How to output the lexicographically smallest one shortest superstring?

Question

The problem is : Given n strings si and find out the shortest string S so that every si is a substring in S. And output should be the lexicographically smallest one when there are multiple possible answers.

For example: the testcase:{qgw, qsopd, qwrw, wckumn} The answer should be "qgwckumnqsopdqwrw", but my code output "qgwqsopdqwrwckumn". I think the problem is in solve function that it didn't consider all the possible prev string. Please help me find out where I should modify the code, thank you so much!

Below is my code:

class Solution {
    vector<vector<string>> req;
    string merge(string &a, string &b) 
    {
        int n=a.size(), m=b.size(), len=1, idx=0;
        while(len<=min(n, m))
        {   if(a!=""&&b!=""){
                if(a!=b&&b.find(a)!= string::npos)
                {   a="";
                }
                else if(a.substr(n-len)==b.substr(0, len))

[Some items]
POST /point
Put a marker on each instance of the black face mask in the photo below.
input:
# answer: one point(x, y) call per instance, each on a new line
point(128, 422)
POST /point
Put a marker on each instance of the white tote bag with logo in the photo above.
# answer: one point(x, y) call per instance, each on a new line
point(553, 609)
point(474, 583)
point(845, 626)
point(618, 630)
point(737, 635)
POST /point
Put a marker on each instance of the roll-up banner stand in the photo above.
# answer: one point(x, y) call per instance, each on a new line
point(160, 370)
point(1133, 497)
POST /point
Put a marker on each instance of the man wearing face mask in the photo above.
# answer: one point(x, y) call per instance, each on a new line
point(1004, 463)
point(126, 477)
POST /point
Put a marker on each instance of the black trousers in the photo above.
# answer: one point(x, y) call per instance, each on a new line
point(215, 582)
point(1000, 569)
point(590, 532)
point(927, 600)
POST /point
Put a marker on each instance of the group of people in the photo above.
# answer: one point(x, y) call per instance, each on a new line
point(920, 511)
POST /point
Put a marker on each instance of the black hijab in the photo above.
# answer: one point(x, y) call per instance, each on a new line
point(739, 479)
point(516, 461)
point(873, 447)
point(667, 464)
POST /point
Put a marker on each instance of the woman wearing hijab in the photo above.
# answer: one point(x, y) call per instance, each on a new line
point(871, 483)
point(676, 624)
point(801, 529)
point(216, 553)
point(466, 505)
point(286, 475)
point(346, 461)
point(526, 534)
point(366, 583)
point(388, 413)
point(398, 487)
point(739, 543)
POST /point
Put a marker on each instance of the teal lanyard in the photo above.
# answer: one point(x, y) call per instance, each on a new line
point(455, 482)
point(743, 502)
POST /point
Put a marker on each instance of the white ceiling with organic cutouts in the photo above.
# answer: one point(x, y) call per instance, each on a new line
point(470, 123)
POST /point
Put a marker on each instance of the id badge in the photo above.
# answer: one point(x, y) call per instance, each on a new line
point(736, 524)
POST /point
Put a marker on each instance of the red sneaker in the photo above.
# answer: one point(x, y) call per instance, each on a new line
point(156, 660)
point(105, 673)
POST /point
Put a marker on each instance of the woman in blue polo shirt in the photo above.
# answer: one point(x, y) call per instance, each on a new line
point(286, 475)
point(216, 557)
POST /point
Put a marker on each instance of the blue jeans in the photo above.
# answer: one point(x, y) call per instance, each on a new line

WRITTEN TASK A >>
In the superstring question, what string does the poster's code output for the example test case?
WRITTEN TASK B >>
From the superstring question, transcribe the stretch from "For example: the" through "you so much!".
You won't need the items for any of this.

WORKED SOLUTION A >>
qgwqsopdqwrwckumn

WORKED SOLUTION B >>
For example: the testcase:{qgw, qsopd, qwrw, wckumn} The answer should be "qgwckumnqsopdqwrw", but my code output "qgwqsopdqwrwckumn". I think the problem is in solve function that it didn't consider all the possible prev string. Please help me find out where I should modify the code, thank you so much!